→ TASK TO CARRY OUT
Please repeat the book review word for word, starting at "Secrets of Dripping Fang by Dan Greenburg." and ending at "Ogden. Ages 7 to 11.".

→ EXCERPT PROVIDED
Saturday, August 11, 2007

Good goth

Don't get your hopes up, it's just a book review.

I don't like giving bad reviews. The authors always show up and make me feel ashamed of myself. For this reason, I have abstained from reviewing The Flown Sky by Matthew Olshan, the Spiderwick Chronicles by Tony DiTerlizzi and Holly Black, and Drita, My Homegirl by Jenny Lombard.

So, while I don't have too many nice things to say about the Edgar & Ellen series by Charles Ogden, I am going to mitigate my negativity by mentioning a few similar series of books that I liked quite a bit: Franny K. Stein, Mad Scientist by Jim Benton, Pure Dead Magic by Debi Gliori, and Secrets of Dripping Fang by Dan Greenburg (reviewed earlier).

These are your inverted-viewpoint books, the books in which the good-looking, friendly characters are simps and the pale mean creepy kids are the protagonists. Think Roald Dahl, kinda.

Frantastic Voyage: Franny K Stein, Mad Scientist book 5, by Jim Benton. Ages 6-10.
Aww, a kid's first evil genius series... can there be anything so cute? Franny, and her yen for world domination, has something of a Nickelodeon look and feel. She (and her not-so-bright sidekick dog, Igor) put me in mind of Pinky and the Brain, and you know that's not a bad thing. Thumbs up.

Secrets of Dripping Fang by Dan Greenburg. Ages 7-10.
Mystery, adventure, family values, monsters. Already approved this vivid and fun series.

Pure Dead Magic, by Debi Gliori. Ages 7 to 11.
In the Pure Dead Magic books, we have Titus and Pandora and their baby sister Damp (good name for a baby). They live an ordinary life with their mother the witch, their grandmother the frozen corpse, pet rats, etc. Then they solve a mystery. It's funny, the details are imaginative, the kids snipe at each other good-naturedly. Thumbs up.

Rare Beasts by Charles Ogden. Ages 7 to 11.

→ PROVIDED MATERIAL
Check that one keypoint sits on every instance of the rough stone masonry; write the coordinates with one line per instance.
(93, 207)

→ COMPLETE ANSWER
Secrets of Dripping Fang by Dan Greenburg. Ages 7-10.
Mystery, adventure, family values, monsters. Already approved this vivid and fun series.

Pure Dead Magic, by Debi Gliori. Ages 7 to 11.
In the Pure Dead Magic books, we have Titus and Pandora and their baby sister Damp (good name for a baby). They live an ordinary life with their mother the witch, their grandmother the frozen corpse, pet rats, etc. Then they solve a mystery. It's funny, the details are imaginative, the kids snipe at each other good-naturedly. Thumbs up.

Rare Beasts by Charles Ogden. Ages 7 to 11.